- [Source passage]

• • • •

Another case where the VOUnits spec carefully avoids asking a question is that, while it is explicit that s means the second, it deliberately avoids making any commitments about which type of second it is. That's left to metadata, and context.

So for this case, I'd strongly suggest that the units be indicated as count/s, and that metadata elsewhere in your table/message/archive be relied upon to confirm just what is being counted, and how it should appear in a pretty axis label. That's a division of labour which goes with the grain of the VOUnits standard.

gpdf commented 9 months ago

@nxg I'm not arguing against other aspects of your point, but the analogy with the Jupiter mass is not really applicable.

The relationship between the electron charge and the ampere/coulomb is exact by construction: one SI coulomb is defined to be (5 * 10^27)/801088317 electron charges.

• • • •

- [Information shown]
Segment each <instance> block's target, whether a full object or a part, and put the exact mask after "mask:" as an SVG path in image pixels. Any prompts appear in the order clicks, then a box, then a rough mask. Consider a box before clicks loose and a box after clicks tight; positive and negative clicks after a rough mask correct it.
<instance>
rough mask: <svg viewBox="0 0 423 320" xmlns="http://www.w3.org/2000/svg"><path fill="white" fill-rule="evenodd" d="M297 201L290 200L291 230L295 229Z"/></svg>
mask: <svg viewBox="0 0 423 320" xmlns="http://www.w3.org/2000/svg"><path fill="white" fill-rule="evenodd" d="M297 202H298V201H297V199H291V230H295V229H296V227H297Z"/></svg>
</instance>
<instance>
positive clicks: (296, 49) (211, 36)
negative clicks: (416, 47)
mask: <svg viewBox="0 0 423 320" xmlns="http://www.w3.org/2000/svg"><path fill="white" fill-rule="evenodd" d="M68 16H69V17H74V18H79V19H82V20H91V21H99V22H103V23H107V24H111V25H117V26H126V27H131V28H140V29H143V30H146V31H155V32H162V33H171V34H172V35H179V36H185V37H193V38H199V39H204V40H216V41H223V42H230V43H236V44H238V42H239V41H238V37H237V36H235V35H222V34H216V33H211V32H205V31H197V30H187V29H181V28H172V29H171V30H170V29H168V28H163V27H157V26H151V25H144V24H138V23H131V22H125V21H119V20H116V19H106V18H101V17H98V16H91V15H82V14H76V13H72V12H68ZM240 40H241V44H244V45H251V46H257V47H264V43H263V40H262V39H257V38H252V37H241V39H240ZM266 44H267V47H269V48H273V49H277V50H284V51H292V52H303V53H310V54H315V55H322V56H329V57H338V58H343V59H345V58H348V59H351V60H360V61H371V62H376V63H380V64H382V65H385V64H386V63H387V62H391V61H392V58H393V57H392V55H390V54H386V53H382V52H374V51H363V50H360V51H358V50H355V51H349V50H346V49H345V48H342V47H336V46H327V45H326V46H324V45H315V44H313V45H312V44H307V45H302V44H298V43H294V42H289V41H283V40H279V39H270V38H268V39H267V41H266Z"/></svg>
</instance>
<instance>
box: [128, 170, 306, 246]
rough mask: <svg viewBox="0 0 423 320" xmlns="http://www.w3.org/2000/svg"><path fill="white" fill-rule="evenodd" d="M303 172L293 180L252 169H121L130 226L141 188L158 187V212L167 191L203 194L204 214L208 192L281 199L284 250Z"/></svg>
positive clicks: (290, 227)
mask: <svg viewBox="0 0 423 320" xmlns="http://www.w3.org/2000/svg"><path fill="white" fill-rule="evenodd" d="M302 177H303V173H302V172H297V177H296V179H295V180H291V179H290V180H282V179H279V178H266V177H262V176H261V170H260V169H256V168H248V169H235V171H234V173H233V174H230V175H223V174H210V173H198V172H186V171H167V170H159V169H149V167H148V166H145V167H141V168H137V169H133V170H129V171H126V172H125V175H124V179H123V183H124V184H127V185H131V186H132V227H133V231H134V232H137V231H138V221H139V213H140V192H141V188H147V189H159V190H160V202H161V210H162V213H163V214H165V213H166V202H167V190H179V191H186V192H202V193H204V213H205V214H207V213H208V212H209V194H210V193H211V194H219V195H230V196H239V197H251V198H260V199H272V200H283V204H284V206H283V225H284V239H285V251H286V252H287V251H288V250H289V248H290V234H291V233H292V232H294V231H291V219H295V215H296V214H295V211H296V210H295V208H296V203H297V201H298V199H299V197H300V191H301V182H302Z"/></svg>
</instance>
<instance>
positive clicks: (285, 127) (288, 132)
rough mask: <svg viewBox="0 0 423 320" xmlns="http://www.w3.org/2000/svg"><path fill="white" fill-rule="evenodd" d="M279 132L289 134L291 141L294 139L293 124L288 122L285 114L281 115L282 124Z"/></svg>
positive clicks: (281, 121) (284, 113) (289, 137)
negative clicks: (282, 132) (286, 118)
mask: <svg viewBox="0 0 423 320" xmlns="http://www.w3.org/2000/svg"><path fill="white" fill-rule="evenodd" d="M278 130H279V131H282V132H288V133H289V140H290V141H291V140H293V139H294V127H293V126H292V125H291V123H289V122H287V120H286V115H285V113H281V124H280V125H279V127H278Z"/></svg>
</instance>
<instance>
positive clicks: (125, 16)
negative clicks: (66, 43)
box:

• • • •

- [Exercise tasks]
(1) Copy the VOUnits discussion from "So for this" to "the VOUnits standard.".
(2) Pick up the discussion of VOUnits after its last sentence and carry it forward.

- [Results by task]
(1)
So for this case, I'd strongly suggest that the units be indicated as count/s, and that metadata elsewhere in your table/message/archive be relied upon to confirm just what is being counted, and how it should appear in a pretty axis label. That's a division of labour which goes with the grain of the VOUnits standard.

(2)
If we used a scale factor and amperes, there would be a precise spec for it based on this. If a data provider chose to round it off to fewer digits, it would certainly be up to, e.g., DS9, to choose whether or not to display it verbatim or to translate it to $e^{-}/s$ for display, but a) that wouldn't affect what was in the actual data file and b) realistically I think it's infinitesimally likely that a data provider providing a slightly different value would be deliberately attempting to convey a concept different from "electrons per second".

On the other side of the scale, while all of the projects involved are not thrilled about the "count/s" alternative, it does map to the underlying Poisson process and the implied uncertainties associated with it.

nxg commented 9 months ago

@gpdf Indeed: the jupiterMass vs scaling factor issue doesn't really apply in this case. And in the other similar examples that emerged, there was always one or more interpretation that made sense and that made the ambiguity not a problem.

I mentioned it as illustration of the way that those involved in the VOUnits process realised (in my recollection) how close they were to a variety of messy auxiliary questions, and thus what the motivation was for keeping the scope of the standard as narrow as possible. The standard's goals are more modest than they may at first appear.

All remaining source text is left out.